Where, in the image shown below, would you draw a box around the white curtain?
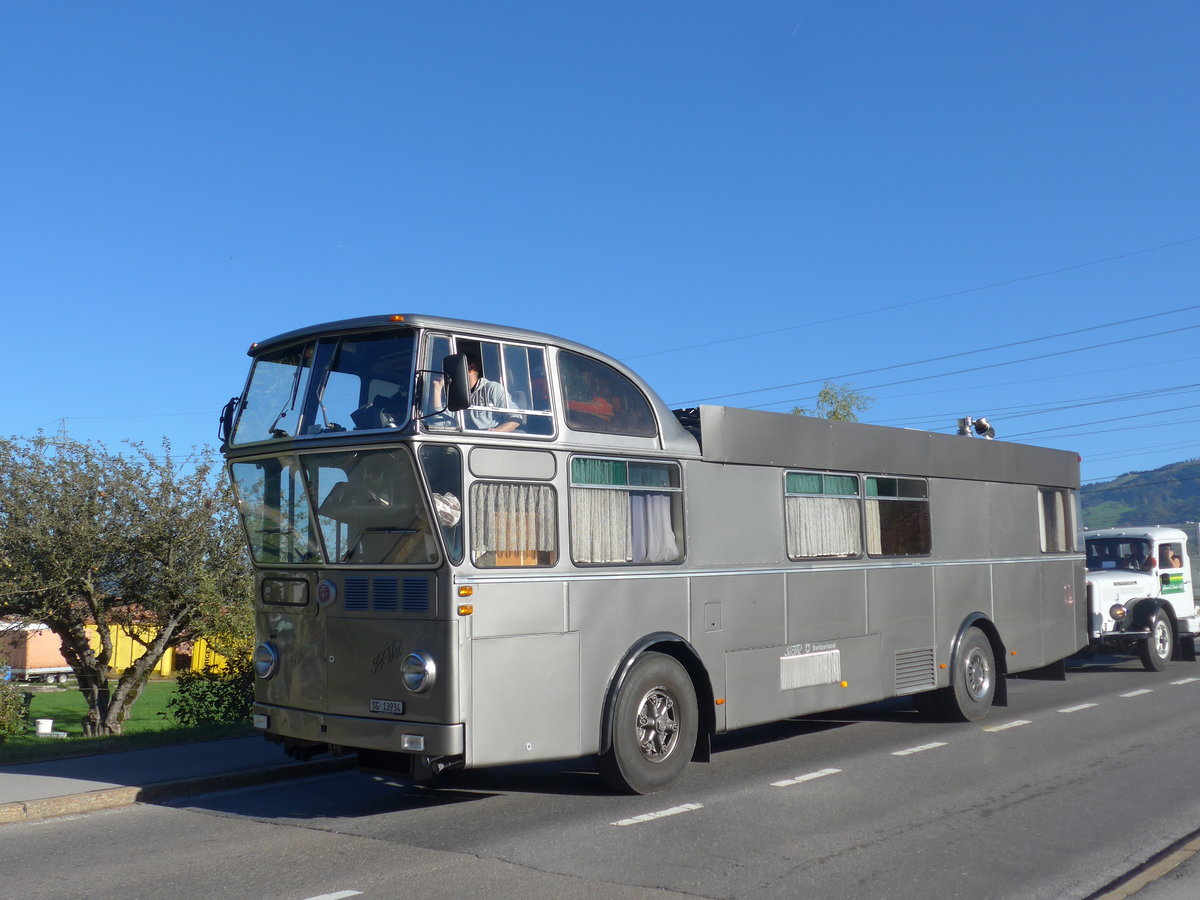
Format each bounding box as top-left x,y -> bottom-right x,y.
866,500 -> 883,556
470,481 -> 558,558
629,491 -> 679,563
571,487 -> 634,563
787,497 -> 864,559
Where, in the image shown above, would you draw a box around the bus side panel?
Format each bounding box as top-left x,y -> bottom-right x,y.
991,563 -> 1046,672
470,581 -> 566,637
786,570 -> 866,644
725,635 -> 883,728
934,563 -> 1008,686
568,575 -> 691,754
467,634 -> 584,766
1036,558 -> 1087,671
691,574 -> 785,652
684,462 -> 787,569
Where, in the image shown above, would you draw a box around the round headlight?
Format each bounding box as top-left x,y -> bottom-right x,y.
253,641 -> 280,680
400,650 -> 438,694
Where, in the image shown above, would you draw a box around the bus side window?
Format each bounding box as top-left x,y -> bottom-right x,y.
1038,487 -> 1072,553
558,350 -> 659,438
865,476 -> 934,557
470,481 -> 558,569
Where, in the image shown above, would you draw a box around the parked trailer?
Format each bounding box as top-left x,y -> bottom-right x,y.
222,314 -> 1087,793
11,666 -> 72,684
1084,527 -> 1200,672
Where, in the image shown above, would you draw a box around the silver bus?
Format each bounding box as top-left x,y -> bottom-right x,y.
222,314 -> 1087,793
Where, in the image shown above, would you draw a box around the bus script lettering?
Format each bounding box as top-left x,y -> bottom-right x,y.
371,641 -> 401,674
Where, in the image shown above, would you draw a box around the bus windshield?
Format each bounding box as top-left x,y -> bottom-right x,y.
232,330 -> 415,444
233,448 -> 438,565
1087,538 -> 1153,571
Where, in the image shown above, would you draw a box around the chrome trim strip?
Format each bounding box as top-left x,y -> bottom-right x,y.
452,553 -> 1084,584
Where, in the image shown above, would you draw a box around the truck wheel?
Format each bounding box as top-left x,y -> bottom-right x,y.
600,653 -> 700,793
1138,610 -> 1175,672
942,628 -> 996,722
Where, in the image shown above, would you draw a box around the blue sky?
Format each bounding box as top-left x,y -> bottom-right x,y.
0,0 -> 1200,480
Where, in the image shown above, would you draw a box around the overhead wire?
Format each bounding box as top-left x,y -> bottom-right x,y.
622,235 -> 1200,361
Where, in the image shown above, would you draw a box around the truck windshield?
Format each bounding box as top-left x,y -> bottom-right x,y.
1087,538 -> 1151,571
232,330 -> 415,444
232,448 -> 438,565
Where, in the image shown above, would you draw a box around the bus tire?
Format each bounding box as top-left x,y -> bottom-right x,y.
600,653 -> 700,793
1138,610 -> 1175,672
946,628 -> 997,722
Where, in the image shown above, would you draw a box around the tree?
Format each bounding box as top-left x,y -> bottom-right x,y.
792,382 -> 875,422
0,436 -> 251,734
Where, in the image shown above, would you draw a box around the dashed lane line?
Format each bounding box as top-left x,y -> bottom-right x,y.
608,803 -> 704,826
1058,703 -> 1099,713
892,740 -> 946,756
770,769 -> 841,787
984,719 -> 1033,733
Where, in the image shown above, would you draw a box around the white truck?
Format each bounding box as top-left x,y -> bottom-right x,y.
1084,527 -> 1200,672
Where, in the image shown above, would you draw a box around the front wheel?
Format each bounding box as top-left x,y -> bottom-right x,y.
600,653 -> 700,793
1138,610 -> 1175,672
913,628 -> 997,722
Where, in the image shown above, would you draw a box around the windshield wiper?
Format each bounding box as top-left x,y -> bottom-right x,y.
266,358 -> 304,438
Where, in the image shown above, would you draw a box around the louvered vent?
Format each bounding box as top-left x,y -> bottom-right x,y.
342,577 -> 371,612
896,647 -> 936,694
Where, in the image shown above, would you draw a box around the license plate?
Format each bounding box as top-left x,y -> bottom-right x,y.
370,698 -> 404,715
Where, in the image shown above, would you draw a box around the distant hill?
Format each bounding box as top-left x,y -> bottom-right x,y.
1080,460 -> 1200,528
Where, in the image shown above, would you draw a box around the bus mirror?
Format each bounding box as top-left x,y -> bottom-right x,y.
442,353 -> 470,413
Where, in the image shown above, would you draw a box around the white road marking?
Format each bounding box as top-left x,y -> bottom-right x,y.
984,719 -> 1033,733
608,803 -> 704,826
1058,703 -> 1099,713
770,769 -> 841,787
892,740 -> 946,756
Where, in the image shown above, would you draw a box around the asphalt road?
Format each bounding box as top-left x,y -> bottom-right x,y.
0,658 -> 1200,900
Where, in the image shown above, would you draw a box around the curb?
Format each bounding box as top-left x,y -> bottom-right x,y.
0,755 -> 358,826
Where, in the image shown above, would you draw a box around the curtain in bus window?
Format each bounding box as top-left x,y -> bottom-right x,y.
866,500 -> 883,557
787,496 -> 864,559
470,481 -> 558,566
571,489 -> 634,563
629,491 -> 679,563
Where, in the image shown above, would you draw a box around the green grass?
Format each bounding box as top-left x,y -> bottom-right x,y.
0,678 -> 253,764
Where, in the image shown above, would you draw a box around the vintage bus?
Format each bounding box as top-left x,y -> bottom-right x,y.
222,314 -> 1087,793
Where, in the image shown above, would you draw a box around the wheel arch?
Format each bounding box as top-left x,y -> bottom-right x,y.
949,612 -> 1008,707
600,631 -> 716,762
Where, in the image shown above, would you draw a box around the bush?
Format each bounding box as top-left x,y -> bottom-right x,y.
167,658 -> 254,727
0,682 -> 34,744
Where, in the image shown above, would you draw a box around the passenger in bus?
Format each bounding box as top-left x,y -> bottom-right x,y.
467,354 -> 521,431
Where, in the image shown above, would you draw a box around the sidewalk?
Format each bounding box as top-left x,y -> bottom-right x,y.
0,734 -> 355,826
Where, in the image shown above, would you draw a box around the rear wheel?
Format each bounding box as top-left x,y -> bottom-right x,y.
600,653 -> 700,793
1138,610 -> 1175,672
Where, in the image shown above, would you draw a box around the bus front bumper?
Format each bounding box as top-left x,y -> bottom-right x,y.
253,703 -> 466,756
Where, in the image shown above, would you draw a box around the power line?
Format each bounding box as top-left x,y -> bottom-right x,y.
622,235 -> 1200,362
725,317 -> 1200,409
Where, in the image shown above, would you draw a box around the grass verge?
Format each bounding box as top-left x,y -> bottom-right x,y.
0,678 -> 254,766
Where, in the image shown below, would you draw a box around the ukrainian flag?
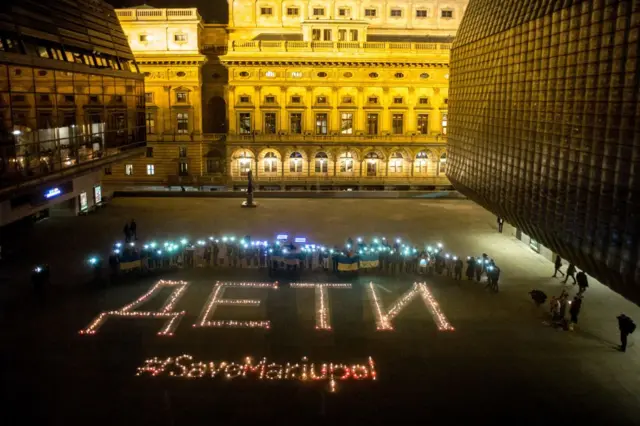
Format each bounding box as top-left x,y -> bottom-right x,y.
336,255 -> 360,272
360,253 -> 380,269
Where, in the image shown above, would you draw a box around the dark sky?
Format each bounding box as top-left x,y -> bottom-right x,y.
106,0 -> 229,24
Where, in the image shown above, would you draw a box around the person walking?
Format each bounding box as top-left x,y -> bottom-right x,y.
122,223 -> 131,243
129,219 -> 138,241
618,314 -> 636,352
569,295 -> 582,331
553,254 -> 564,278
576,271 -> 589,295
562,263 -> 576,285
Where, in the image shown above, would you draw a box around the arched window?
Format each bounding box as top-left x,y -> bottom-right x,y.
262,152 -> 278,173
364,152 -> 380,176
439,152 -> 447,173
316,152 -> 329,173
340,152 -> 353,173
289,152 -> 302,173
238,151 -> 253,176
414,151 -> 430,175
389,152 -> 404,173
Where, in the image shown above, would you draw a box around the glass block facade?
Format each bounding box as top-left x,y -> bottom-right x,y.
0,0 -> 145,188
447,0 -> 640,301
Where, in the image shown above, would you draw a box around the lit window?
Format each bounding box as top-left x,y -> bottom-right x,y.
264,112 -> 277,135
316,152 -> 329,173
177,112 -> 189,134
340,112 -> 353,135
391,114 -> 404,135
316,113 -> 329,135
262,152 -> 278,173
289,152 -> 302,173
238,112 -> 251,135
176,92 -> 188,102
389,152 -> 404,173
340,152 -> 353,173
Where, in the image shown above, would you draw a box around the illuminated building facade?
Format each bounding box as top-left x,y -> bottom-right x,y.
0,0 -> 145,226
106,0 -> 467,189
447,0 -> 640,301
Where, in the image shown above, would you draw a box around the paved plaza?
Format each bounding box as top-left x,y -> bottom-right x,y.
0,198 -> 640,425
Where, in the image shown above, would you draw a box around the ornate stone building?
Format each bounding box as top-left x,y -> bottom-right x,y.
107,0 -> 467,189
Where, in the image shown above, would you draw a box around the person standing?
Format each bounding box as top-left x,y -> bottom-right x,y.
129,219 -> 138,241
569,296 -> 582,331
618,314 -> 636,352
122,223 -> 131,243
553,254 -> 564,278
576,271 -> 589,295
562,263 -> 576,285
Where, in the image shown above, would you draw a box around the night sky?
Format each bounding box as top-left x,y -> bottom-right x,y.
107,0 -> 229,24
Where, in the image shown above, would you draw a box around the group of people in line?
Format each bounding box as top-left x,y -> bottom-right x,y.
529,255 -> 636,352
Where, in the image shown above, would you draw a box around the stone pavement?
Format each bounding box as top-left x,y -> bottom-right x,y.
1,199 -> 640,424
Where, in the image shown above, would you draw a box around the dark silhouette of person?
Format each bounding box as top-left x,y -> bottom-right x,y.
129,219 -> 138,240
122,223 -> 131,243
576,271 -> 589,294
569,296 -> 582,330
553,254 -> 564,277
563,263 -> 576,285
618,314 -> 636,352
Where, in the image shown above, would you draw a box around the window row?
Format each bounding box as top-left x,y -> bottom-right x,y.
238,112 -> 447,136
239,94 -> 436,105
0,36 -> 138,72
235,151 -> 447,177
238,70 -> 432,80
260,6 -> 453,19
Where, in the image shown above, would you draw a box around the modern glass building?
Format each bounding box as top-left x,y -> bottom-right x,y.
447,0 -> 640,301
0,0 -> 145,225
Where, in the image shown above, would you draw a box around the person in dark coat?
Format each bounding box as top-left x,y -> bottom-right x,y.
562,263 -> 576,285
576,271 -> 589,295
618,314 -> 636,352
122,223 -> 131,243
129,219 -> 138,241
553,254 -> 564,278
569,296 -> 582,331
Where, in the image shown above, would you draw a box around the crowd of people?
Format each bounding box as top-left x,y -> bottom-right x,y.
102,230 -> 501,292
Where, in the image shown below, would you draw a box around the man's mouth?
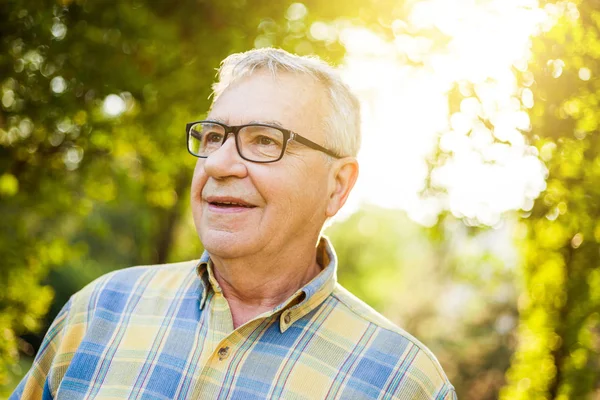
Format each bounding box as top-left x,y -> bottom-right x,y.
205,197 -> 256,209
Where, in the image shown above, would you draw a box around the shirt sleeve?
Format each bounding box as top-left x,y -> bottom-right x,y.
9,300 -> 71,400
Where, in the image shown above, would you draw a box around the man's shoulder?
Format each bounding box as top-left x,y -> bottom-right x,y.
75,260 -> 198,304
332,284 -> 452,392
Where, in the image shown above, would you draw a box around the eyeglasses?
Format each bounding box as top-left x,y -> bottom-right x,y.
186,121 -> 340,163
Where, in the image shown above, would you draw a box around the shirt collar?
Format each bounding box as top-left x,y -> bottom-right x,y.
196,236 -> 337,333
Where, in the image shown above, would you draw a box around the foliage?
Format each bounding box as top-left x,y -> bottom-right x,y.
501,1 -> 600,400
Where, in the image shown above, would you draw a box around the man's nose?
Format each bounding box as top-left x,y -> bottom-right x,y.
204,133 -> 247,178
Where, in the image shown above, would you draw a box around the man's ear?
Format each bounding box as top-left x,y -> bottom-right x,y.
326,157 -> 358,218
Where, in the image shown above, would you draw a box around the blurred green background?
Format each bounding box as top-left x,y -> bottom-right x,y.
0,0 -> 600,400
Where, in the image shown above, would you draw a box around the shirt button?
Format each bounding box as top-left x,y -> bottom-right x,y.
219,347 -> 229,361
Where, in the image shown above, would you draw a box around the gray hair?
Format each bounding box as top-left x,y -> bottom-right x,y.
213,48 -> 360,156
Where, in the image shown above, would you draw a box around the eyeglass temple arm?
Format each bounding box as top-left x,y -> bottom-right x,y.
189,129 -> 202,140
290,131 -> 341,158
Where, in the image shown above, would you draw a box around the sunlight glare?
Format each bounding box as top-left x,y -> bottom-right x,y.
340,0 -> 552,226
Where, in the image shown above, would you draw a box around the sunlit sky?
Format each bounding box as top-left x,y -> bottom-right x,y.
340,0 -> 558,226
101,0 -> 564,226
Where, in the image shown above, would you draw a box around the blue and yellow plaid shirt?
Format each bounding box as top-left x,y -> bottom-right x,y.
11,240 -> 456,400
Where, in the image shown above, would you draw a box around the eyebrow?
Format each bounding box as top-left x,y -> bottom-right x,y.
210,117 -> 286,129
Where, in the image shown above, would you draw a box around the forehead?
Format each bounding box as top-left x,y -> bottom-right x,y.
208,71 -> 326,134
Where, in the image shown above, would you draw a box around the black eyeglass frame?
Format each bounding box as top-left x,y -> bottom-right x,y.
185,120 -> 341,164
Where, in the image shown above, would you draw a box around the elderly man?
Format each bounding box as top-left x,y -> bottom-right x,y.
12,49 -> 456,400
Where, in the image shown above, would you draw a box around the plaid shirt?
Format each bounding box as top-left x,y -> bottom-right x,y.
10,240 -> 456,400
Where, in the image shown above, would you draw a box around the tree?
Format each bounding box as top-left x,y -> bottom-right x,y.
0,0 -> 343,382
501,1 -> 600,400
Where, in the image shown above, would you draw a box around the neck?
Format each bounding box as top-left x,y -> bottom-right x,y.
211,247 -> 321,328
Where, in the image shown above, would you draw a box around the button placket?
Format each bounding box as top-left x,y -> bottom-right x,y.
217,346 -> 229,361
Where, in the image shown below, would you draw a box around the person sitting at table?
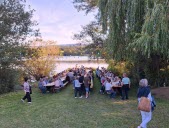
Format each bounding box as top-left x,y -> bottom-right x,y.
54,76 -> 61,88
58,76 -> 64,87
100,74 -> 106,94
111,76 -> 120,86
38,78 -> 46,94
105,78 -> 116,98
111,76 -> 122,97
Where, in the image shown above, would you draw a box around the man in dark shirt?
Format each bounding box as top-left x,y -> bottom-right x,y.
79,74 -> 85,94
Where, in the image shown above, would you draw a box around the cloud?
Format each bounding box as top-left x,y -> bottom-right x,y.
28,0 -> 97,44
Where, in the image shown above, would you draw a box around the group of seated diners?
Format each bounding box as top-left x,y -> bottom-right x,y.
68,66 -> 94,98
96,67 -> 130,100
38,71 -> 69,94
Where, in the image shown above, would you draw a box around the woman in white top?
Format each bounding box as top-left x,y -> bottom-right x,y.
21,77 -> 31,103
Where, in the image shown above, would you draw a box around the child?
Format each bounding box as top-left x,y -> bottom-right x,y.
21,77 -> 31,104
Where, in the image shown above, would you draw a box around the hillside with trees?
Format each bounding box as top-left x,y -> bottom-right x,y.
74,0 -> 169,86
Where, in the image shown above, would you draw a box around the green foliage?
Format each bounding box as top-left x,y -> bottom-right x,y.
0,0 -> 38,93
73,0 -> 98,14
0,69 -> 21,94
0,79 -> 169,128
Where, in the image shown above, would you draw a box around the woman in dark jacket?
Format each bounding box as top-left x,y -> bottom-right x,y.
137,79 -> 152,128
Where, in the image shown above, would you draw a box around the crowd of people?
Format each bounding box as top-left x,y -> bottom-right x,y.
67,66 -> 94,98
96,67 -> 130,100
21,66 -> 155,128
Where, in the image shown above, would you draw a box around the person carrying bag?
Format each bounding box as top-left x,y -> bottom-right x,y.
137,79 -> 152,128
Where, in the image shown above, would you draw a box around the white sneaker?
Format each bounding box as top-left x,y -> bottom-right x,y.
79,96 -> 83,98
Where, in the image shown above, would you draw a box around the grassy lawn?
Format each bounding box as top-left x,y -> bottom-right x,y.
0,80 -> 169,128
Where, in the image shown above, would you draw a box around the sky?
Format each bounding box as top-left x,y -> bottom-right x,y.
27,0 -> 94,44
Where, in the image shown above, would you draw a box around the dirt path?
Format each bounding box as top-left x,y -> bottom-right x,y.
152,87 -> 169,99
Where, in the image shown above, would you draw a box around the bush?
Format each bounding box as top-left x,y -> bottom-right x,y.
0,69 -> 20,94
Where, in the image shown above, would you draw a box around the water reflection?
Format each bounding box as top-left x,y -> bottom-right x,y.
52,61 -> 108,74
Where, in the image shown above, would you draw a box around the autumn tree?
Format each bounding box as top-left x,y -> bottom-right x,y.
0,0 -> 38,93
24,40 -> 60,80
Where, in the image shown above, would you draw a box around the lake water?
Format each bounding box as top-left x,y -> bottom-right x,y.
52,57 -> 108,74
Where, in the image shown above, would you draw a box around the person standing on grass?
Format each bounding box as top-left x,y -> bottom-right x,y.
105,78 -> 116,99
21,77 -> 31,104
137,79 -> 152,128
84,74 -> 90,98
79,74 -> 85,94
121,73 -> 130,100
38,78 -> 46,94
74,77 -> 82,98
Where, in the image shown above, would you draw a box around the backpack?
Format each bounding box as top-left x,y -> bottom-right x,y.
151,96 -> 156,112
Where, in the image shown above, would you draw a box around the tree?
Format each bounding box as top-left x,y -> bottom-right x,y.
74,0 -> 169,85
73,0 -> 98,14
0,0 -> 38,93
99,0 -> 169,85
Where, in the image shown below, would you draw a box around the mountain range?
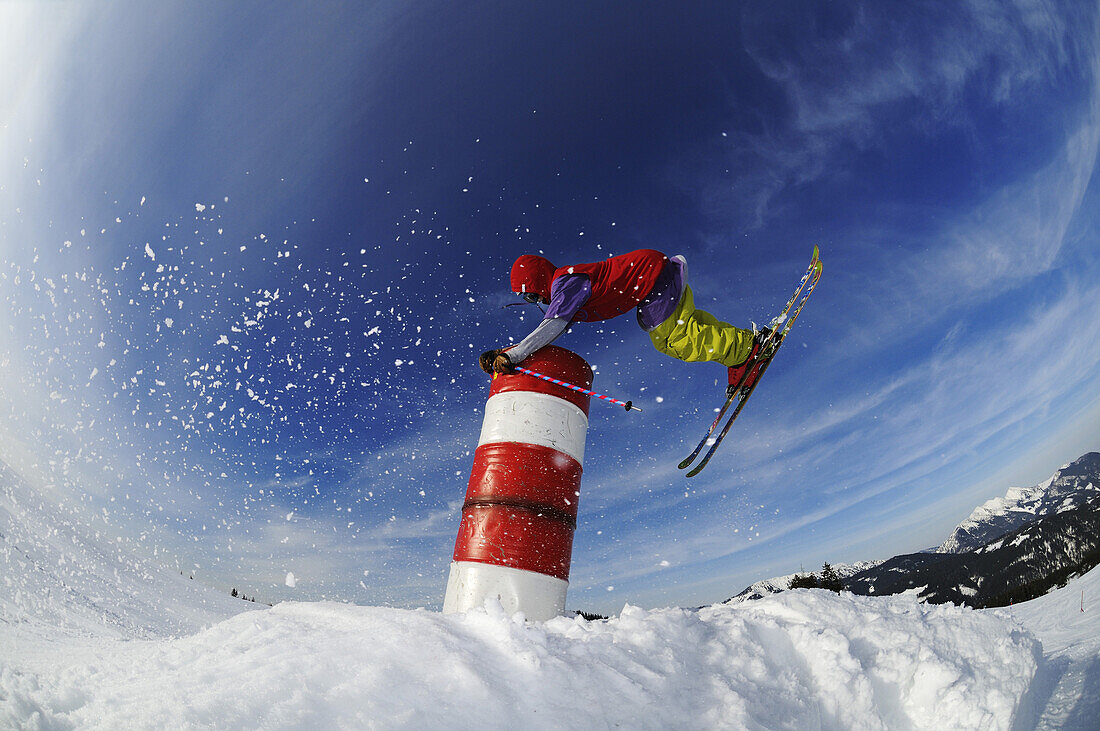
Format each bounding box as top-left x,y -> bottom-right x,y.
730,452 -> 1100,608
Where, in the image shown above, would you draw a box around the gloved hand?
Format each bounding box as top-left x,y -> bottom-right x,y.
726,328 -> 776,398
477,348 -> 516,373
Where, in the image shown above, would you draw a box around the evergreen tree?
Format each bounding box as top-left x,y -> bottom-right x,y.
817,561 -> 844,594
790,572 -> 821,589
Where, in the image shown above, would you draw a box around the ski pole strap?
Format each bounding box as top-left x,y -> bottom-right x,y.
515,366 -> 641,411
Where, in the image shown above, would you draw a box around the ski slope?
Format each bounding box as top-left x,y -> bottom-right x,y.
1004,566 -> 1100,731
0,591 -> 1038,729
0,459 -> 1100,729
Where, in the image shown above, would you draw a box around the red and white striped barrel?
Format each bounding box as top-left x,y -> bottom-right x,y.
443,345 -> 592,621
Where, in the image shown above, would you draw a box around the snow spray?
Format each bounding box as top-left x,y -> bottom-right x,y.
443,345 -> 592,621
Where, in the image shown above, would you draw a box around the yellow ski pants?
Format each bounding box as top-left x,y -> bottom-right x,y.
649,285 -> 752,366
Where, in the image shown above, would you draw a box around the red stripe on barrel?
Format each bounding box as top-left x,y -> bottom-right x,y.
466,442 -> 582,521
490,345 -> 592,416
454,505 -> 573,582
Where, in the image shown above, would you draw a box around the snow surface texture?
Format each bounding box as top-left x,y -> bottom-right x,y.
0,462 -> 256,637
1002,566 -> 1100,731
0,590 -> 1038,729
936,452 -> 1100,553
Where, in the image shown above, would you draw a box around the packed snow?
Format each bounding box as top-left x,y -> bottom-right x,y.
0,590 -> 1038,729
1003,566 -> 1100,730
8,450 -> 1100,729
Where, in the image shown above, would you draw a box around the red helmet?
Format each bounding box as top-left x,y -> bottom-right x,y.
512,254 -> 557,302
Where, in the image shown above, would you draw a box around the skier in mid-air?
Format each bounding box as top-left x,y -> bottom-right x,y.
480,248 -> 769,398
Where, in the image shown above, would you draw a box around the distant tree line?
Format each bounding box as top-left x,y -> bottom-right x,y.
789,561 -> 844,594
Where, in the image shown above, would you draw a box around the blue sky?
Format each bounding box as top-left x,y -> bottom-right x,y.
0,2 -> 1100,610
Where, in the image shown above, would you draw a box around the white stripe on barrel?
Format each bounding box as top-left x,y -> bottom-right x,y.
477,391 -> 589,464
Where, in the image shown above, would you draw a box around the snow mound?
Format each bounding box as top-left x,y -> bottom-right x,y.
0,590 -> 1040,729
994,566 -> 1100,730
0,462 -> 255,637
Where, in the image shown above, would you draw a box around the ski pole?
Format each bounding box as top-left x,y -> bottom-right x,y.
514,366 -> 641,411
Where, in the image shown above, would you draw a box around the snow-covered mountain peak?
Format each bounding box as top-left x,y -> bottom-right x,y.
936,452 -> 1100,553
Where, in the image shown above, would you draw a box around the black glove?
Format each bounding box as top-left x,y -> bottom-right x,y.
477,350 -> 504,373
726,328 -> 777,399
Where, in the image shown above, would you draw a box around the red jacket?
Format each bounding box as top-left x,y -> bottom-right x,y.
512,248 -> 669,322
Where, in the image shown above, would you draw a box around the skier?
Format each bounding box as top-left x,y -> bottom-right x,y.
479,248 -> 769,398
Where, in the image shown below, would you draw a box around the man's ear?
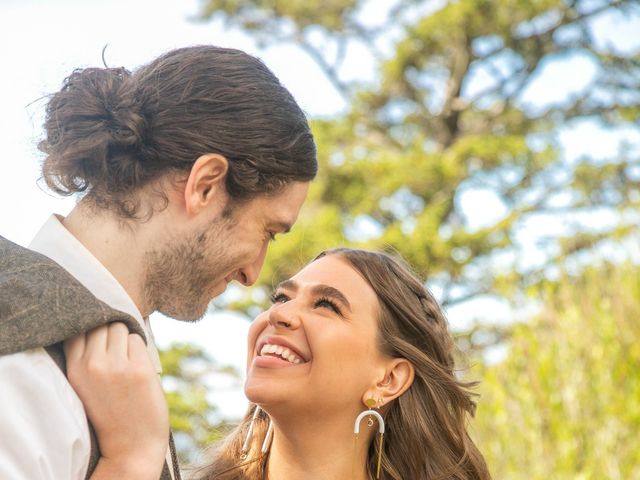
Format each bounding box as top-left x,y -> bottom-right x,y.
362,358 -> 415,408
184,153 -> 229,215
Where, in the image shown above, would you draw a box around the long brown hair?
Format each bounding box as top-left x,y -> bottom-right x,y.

» **WHAT YOU ARE ASKED TO DO**: Begin at the line that has "white striped barrel?" and stop after the line that has "789,561 -> 844,594". Write those lines out again, switching "barrel" to "drum" and leaving everything else the same.

» **THE RESPONSE**:
Where, in the image shown above, would you draw a box around the red and white striped drum?
Format each bounding box as top-left x,y -> bottom-right x,y.
443,345 -> 592,621
Where, in the image shown above, would you draw a box around the snow spray?
Format each bounding box as top-left x,y -> bottom-right x,y.
443,345 -> 592,621
Where, in the image shown above, would you draw a box around the yellow ski pants?
Format each bounding box as top-left x,y -> bottom-right x,y.
649,285 -> 752,366
Where, in the image shown above, would you draw a box around the red stripe on drum?
Format each bounding box as top-left x,y -> bottom-right x,y.
466,442 -> 582,521
490,345 -> 592,416
454,505 -> 573,582
Where, in the image shown above, would you draw a box around the snow surface texture?
Format each bounding box as top-left x,y -> bottom-right x,y.
0,462 -> 256,637
1002,566 -> 1100,731
0,590 -> 1038,729
936,452 -> 1100,553
Where, in the image shown above, would you draw a box around the packed snow?
Format each bounding box as top-left x,y -> bottom-right x,y.
0,590 -> 1038,729
1003,566 -> 1100,730
8,450 -> 1100,729
Where, in the image shown above, would you draw a box around the red helmet?
Format each bounding box as top-left x,y -> bottom-right x,y.
512,254 -> 557,302
Where, in the image shown above, would you draw a box around the skier in mid-air?
Format each bounding box as top-left x,y -> bottom-right x,y.
480,248 -> 769,398
Where, in the image shown above, would you draw a box around the distant tree line?
Format each bounding box as top-left x,y -> bottom-right x,y.
789,561 -> 844,594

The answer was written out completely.